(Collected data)
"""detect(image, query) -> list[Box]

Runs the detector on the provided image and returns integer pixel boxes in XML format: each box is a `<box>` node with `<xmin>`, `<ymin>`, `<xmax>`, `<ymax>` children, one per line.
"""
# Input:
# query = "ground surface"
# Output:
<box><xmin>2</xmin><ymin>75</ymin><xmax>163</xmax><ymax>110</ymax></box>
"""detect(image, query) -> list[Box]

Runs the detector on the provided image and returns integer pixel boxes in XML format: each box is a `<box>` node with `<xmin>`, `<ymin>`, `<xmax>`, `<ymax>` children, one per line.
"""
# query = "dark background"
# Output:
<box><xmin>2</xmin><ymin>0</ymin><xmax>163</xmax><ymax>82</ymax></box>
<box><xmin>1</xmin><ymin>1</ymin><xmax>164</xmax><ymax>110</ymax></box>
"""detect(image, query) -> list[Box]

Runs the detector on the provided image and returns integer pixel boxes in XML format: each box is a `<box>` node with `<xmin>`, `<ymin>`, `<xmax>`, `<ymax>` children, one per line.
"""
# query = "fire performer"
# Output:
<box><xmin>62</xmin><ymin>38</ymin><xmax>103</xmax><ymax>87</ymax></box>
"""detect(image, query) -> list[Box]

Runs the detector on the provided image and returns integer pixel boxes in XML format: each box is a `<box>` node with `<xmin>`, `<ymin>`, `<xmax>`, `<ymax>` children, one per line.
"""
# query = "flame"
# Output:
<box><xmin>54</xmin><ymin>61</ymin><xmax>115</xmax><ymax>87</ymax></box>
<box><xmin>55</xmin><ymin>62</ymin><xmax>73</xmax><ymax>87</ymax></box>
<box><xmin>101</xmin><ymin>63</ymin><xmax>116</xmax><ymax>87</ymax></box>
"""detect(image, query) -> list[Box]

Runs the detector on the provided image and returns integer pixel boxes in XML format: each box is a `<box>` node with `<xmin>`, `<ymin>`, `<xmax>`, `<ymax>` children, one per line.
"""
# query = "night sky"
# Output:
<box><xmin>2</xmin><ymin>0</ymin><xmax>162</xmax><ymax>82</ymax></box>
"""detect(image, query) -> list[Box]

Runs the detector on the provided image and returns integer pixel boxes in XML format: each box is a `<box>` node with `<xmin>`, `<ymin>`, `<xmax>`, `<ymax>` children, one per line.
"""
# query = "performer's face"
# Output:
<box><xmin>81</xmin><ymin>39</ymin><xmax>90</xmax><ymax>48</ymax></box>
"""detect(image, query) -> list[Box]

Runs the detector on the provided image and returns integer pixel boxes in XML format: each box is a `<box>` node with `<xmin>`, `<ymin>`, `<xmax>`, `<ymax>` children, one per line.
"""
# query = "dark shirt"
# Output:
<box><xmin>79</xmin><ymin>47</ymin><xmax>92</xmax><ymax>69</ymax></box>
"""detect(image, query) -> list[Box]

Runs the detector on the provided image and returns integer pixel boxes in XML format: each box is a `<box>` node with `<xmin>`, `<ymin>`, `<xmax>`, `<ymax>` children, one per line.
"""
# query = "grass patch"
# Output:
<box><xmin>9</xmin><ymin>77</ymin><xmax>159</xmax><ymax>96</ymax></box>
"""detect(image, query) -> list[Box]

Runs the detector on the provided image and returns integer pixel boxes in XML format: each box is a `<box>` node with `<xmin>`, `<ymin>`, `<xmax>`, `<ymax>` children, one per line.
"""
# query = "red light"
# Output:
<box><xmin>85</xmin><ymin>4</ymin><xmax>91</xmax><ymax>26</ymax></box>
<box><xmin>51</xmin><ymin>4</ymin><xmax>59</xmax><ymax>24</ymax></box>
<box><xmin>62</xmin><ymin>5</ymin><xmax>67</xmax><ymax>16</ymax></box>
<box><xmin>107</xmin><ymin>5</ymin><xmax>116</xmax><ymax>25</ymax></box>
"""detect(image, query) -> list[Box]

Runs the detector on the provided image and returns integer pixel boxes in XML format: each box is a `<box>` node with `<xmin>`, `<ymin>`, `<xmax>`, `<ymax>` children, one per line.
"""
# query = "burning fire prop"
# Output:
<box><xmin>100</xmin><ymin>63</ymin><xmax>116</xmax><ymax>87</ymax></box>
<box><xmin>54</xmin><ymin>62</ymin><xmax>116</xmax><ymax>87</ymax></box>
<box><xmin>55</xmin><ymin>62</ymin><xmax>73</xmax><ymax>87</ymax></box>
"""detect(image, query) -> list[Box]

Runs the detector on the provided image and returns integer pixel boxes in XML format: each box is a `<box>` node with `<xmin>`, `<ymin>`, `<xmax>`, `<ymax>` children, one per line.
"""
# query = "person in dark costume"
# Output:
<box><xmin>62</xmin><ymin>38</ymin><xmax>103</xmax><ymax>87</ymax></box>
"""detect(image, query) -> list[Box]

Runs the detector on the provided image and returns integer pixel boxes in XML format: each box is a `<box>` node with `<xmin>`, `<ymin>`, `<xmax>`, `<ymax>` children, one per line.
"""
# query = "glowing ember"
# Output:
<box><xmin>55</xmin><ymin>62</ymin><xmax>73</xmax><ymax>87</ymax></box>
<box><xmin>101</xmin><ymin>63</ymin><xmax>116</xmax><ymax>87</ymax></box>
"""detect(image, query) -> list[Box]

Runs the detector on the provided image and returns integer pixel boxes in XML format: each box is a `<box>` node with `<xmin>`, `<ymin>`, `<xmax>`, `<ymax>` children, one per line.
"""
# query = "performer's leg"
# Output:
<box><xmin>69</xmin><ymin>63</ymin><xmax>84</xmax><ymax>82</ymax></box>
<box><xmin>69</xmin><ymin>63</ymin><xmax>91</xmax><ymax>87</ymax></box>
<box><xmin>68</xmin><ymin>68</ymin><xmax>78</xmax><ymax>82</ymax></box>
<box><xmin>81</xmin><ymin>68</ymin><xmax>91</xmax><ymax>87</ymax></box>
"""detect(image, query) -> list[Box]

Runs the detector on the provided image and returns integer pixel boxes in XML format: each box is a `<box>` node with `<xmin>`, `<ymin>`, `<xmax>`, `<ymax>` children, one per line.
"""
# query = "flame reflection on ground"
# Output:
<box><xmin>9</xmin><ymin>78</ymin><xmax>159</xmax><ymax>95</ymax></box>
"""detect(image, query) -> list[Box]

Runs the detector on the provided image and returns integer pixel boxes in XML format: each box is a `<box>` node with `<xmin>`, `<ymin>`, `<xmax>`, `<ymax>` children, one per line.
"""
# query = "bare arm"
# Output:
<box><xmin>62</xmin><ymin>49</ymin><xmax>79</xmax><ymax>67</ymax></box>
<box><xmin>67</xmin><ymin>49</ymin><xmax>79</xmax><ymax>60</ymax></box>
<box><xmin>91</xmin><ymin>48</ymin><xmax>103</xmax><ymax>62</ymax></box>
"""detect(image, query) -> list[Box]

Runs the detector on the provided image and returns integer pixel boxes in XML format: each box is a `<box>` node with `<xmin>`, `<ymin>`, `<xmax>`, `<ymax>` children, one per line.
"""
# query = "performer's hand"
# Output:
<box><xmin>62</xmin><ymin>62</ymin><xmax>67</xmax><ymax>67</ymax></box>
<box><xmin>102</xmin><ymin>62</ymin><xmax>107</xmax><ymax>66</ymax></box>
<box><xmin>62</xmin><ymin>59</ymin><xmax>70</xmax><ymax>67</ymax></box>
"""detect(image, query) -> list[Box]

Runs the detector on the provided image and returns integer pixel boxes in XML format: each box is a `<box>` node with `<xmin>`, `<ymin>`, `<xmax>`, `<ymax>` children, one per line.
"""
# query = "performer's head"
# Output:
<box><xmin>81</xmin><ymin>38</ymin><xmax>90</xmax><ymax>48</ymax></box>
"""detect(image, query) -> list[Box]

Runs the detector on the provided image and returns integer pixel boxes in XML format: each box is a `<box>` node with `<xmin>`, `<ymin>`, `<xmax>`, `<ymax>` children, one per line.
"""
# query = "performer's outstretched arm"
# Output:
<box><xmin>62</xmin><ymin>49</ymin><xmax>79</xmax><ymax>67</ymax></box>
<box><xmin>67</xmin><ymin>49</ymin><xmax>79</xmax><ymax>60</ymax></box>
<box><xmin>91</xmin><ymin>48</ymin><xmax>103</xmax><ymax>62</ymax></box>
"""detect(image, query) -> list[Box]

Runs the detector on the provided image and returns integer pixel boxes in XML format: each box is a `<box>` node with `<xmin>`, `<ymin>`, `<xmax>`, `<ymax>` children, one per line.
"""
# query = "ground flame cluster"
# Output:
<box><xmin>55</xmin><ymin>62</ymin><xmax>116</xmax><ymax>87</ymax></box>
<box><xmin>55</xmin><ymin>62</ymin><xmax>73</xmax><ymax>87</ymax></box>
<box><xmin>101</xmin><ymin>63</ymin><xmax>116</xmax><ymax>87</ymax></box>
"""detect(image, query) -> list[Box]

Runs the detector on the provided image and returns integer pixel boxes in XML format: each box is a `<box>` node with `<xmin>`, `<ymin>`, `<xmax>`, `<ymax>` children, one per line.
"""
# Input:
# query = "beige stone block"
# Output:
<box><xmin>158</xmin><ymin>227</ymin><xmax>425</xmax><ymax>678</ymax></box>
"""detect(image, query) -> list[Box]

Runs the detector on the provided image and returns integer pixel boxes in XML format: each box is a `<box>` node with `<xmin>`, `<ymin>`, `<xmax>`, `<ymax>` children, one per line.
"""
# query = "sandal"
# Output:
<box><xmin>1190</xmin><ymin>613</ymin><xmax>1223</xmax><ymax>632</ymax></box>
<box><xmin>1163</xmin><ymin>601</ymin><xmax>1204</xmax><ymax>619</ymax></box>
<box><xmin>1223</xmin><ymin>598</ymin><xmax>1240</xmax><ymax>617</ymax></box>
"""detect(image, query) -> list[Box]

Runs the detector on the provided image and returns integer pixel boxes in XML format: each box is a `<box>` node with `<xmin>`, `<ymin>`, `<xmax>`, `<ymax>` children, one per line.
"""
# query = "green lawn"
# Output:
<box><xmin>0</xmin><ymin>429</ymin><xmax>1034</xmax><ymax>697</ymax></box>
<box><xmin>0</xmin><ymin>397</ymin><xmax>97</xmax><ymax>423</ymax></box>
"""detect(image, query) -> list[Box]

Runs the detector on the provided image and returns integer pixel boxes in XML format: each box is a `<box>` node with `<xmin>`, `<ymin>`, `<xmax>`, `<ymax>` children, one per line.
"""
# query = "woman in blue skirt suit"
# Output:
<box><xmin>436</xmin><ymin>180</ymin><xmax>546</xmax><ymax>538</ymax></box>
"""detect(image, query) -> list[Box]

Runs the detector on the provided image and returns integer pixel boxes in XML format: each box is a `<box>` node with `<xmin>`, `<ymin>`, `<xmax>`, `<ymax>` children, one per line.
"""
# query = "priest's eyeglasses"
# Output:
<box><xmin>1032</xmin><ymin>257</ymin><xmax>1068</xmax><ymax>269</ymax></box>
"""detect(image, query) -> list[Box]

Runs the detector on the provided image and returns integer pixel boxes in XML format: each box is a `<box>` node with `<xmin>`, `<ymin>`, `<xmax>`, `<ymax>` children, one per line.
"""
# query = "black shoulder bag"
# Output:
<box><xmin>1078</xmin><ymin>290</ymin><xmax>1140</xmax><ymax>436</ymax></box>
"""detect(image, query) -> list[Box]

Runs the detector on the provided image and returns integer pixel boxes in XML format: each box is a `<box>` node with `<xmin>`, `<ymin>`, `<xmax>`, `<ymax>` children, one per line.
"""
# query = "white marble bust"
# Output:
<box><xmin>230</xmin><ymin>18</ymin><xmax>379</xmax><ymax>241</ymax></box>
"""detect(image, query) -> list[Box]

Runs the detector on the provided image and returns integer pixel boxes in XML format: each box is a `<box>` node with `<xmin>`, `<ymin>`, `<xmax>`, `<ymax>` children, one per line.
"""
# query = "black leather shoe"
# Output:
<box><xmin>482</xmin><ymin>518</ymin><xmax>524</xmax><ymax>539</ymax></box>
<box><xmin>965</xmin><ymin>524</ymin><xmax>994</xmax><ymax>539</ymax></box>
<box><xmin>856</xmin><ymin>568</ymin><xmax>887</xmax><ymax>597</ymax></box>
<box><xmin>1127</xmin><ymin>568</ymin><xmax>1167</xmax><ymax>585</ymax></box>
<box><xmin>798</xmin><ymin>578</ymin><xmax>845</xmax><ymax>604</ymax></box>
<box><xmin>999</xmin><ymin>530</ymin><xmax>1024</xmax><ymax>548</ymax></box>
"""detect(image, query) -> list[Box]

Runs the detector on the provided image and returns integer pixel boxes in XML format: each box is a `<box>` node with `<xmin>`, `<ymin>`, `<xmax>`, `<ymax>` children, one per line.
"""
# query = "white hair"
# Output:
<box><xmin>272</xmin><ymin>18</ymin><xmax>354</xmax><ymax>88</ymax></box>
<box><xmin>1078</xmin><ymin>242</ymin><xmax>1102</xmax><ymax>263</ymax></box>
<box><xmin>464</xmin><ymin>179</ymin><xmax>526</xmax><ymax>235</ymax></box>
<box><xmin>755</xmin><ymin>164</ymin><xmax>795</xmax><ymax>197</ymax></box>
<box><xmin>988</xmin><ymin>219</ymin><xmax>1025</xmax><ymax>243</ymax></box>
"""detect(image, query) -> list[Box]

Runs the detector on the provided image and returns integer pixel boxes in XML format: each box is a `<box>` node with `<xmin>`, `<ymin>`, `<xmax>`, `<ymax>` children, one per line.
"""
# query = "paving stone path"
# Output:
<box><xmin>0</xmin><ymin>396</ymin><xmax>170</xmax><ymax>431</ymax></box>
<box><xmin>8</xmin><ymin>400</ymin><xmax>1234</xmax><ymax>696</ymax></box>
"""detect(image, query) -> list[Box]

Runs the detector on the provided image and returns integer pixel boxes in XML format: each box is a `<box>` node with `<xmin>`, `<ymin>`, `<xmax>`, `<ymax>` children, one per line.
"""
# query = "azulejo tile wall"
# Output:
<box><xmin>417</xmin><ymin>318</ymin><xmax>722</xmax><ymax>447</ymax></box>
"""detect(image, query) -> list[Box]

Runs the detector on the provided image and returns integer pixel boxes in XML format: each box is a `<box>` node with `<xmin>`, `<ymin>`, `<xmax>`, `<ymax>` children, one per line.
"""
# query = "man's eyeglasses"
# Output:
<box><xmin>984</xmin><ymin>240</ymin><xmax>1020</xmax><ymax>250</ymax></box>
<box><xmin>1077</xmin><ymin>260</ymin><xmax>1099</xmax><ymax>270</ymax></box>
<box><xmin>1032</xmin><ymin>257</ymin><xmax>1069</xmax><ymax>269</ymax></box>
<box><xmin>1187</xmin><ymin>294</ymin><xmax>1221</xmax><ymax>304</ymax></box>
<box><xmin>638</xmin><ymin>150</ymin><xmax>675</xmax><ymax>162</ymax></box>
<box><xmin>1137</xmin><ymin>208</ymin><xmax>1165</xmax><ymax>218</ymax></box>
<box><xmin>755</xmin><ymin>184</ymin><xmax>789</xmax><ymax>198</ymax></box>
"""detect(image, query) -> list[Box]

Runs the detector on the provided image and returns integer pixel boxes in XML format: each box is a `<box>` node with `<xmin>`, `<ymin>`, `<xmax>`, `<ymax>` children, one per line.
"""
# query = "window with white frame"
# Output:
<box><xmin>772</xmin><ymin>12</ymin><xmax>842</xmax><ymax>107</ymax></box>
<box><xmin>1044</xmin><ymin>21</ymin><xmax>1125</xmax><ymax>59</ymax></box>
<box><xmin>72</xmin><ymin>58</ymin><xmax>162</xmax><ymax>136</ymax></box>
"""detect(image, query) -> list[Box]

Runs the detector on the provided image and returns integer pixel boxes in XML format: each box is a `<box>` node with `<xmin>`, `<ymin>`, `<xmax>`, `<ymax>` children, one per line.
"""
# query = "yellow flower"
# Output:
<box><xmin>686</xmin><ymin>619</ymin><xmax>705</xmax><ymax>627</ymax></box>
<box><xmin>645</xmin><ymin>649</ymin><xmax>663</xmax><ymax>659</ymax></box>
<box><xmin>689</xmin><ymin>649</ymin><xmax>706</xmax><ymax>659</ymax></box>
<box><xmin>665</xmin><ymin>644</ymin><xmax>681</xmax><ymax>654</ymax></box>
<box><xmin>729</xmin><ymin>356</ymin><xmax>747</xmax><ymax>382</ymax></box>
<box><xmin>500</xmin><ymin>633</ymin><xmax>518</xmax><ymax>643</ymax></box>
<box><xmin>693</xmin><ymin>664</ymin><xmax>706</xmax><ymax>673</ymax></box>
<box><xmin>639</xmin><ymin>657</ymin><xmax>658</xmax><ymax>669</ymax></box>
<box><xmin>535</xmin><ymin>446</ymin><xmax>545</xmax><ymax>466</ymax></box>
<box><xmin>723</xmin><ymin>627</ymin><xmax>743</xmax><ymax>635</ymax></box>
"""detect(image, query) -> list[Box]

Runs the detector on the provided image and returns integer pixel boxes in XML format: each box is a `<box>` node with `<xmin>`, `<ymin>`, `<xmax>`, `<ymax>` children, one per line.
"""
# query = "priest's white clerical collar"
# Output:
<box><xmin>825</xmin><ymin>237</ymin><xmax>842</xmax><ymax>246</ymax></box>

[Exercise description]
Within the entries above, work out the number of lines that include the string "black" and give only that.

[Answer to the problem]
2